Page extract:

• • •

Please get a pencil and sheet of paper, and really work on the example that follows – you will not understand the point of the next section if you just read it – you really have to play along.  Please get a sheet of paper and a pen or pencil now, and do not continue reading until you’re ready.  This exercise will take about 10 minutes.

Exercise:

Imagine that you have a huge barrel filled with thousands of coffee beans.  You also have three containers, each a different size than each other; Large, Medium and Small. If you would scoop the coffee beans into each of the containers so that the containers would be full with coffee beans, the first container would hold 1200 coffee beans, the second container would hold 700 coffee beans, and the third one would hold 200. From the barrel of coffee beans, using only the three containers, your job is to produce a pile of 1700 coffee beans. How would you use the containers to produce the desired number of coffee beans? Please do not continue reading until you’ve written down your answer on a sheet of paper.

 Now we repeat the scenario with different numbers.  The large container can hold 320 coffee beans, the medium holds 190, and the small holds 80.  How can you get a pile of exactly 430 coffee beans? Do not continue reading until you’ve answered the question.

 Next, the large container holds 150, the medium holds 110 and the small holds 30. Produce a pile of 380 coffee beans. Again, don’t continue until you’re done.

 Once again, the large container holds exactly 1000 coffee beans, the medium holds 50 and the small container holds only 10 coffee beans. We want 730 coffee beans. Don’t continue until you have your answer.

 One more time, the large container holds 450 coffee beans, the medium holds 230 and the small holds 30. We want 650 coffee beans when you’re done.  Like before, don’t continue until you’re ready.

 And one last time; the large container holds 380, the medium holds 80 and the small holds 40.  Please produce a pile of 420 coffee beans, and don’t continue until you’ve written down your answer.

 Thanks for playing along.  If you’ve done all the problems in this example, you’ve probably figured out that the trick is to use the smaller containers to scoop out the excess coffee beans from the larger containers.  Let’s take a close look at the last example.  Most people answer that they fill the large container with 380, fill the medium container with 80, and then use the empty small container to remove 40 from either of the two larger containers.  380+80-40=420.  This certainly gives the correct answer… but wouldn’t it be much simpler if you just filled the large and small containers?  380+40 is an easier way to get to 420 than 380+80-40.

• • •

Location labeling records:
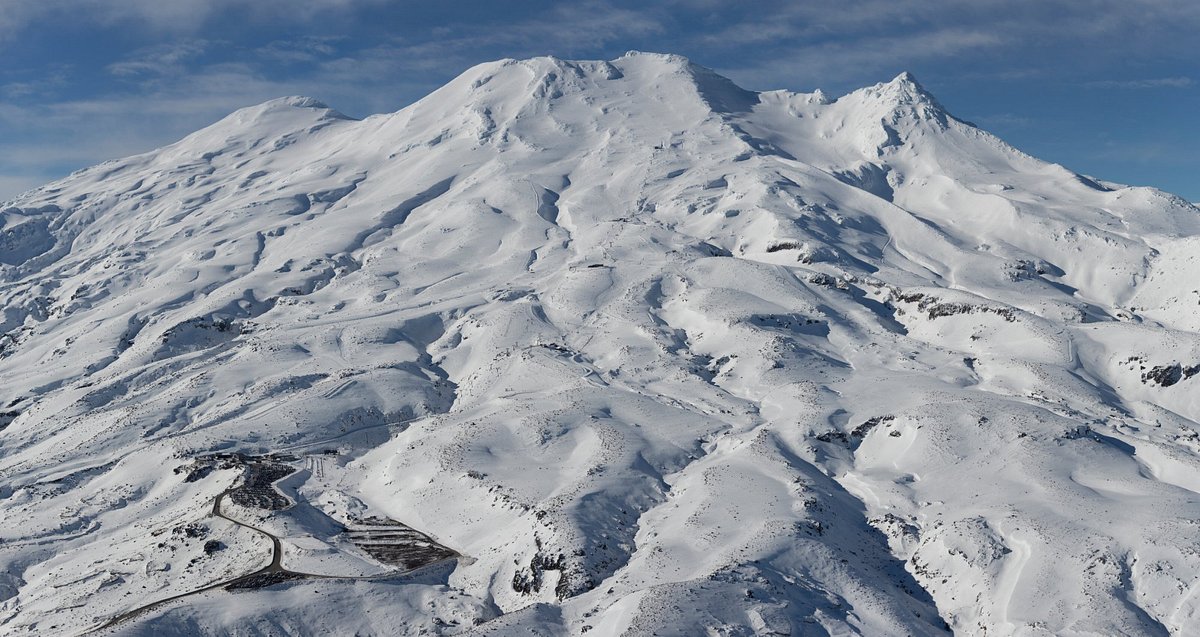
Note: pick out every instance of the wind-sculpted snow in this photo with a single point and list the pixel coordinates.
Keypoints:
(615, 348)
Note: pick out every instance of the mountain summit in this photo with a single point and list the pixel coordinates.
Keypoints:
(606, 347)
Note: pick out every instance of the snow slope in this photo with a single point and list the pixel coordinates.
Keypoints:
(640, 350)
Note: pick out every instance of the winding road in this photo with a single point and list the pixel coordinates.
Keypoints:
(271, 574)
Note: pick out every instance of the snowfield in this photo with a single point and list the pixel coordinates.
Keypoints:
(605, 347)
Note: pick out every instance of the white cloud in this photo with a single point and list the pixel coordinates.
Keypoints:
(1150, 83)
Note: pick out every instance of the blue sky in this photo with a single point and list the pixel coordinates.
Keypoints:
(1110, 88)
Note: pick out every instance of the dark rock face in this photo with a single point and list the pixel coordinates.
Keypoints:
(1169, 374)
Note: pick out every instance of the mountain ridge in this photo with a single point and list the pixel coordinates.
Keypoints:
(639, 358)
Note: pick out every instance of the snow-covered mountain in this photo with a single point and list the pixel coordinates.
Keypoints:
(606, 347)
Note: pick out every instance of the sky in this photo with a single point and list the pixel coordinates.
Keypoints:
(1108, 88)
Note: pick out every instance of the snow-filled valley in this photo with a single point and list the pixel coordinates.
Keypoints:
(605, 347)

• • •

Goal:
Transcribe the coffee bean exercise from "Now we repeat" to "have your answer.".

Right answer:
Now we repeat the scenario with different numbers.  The large container can hold 320 coffee beans, the medium holds 190, and the small holds 80.  How can you get a pile of exactly 430 coffee beans? Do not continue reading until you’ve answered the question.

 Next, the large container holds 150, the medium holds 110 and the small holds 30. Produce a pile of 380 coffee beans. Again, don’t continue until you’re done.

 Once again, the large container holds exactly 1000 coffee beans, the medium holds 50 and the small container holds only 10 coffee beans. We want 730 coffee beans. Don’t continue until you have your answer.